→ DIRECTIONS
Transcribe every entry below word for word, but skip the pictures.

* start INPUT *

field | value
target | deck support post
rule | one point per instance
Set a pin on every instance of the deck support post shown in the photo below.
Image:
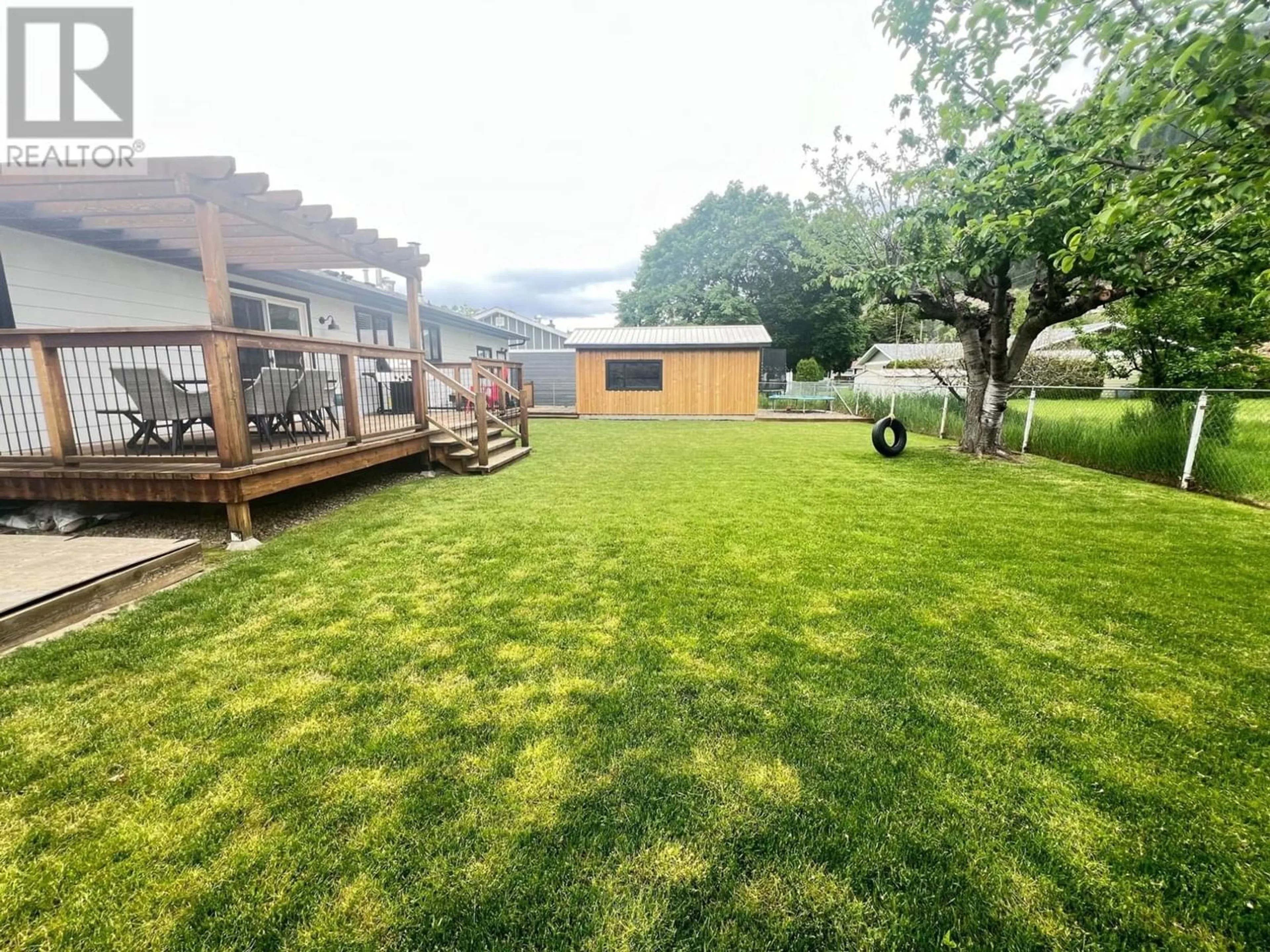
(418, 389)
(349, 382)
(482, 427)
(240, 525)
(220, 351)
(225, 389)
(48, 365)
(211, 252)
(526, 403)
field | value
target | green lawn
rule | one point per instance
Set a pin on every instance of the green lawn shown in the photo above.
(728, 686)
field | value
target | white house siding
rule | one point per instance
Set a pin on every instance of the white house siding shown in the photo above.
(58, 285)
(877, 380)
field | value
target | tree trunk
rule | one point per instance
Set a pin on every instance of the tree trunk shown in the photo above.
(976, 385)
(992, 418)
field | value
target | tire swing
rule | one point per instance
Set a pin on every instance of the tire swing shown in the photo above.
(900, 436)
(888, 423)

* end INPUT *

→ FINAL RESULT
field | value
target | deck support post
rule | one point per instance
Set a pin on every instance of the deck support post shown in the photo below.
Image:
(418, 389)
(349, 382)
(482, 427)
(240, 525)
(220, 351)
(225, 389)
(48, 365)
(211, 252)
(526, 403)
field | value
target | green lawn
rule | one point per instance
Set a pin on every instance of the green lawn shown in the photo above.
(728, 686)
field | value
target | white house siding
rule | one point per instance
Set a pin on every instance of the white house siding shown in the photo above.
(58, 285)
(877, 380)
field | value
target | tree trunk
rule | one point per instance
Set a pin on every instance of the tree trunk shown in the photo above.
(976, 385)
(992, 418)
field | value
target | tire swing
rule | one point per instance
Set a pin on every instance of the tire swing shown in the photo above.
(900, 436)
(888, 423)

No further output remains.